### Arahan Tugas
Menurut teks di bawah tentang kinerja keuangan Vale, berapa rugi bersih yang dibukukan PT Vale Indonesia pada 2017?

### Kutipan Teks
****************

JAKARTA – PT Vale Indonesia Tbk (INCO), produsen nikel dalam matte, membukukan rugi bersih US$15,27 juta pada 2017 dibanding tahun sebelumnya yang mencetak laba bersih US$1,9 juta. Kenaikan beban pokok yang mencapai 13% dari US$550,02 juta menjadi US$622,78 juta memberikan tekanan terhadap kinerja keuangan Vale.
Nico Kanter, Chief Executive Officer dan Presiden Direktur Vale, mengatakan harga realisasi rata-rata nikel naik 10% sepanjang 2017, namun biaya konsumsi meningkat signifikan.
“Biaya bahan bakar dan batu bara meningkat masing-masing sebesar 36% dan 39% dalam basis biaya per unit. Kedua barang konsumsi tersebut merupakan item biaya terbesar Vale,” kata Nico, Selasa (27/2).

****************

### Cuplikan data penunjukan
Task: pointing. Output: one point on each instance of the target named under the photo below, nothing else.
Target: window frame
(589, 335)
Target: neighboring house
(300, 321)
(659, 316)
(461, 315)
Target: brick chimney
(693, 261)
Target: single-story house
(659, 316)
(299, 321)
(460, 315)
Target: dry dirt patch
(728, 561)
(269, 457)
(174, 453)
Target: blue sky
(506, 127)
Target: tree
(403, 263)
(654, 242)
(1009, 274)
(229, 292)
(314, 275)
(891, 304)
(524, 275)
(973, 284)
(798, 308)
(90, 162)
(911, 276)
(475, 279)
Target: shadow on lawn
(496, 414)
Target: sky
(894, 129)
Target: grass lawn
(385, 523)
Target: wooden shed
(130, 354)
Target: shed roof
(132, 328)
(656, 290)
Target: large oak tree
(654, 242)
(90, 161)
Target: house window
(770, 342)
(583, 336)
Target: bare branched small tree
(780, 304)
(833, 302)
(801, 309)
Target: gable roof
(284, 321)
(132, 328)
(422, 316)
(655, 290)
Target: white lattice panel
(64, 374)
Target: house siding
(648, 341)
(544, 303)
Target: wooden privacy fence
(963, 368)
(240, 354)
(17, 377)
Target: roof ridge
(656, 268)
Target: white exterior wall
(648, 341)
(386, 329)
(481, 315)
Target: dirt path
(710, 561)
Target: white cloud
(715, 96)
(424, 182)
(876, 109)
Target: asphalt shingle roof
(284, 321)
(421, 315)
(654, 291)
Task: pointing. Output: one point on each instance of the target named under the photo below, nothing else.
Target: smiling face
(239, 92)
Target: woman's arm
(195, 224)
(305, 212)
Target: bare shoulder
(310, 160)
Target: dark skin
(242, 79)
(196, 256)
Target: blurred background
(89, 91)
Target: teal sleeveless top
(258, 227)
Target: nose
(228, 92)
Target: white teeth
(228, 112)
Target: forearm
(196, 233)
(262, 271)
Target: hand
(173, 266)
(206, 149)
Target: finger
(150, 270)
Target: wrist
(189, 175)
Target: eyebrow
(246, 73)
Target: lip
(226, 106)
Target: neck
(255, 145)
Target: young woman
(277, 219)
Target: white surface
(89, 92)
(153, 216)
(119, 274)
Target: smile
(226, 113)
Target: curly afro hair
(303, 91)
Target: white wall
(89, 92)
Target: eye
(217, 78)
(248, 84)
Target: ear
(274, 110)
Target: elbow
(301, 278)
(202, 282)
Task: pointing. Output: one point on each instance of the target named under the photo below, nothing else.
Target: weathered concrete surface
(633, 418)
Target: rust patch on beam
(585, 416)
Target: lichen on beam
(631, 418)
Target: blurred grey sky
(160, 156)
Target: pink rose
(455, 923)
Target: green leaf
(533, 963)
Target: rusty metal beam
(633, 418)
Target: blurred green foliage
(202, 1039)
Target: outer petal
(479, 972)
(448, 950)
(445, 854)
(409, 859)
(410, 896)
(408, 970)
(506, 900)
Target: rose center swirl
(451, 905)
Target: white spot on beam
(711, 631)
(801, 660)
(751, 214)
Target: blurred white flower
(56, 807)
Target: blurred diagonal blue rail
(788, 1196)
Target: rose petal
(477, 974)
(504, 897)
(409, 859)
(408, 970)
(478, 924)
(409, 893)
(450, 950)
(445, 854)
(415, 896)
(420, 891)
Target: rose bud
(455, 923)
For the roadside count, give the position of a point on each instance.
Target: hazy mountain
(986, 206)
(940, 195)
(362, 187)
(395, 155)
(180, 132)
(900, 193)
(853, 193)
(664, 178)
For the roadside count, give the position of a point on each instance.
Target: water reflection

****************

### Hasil Latihan
US$15,27 juta.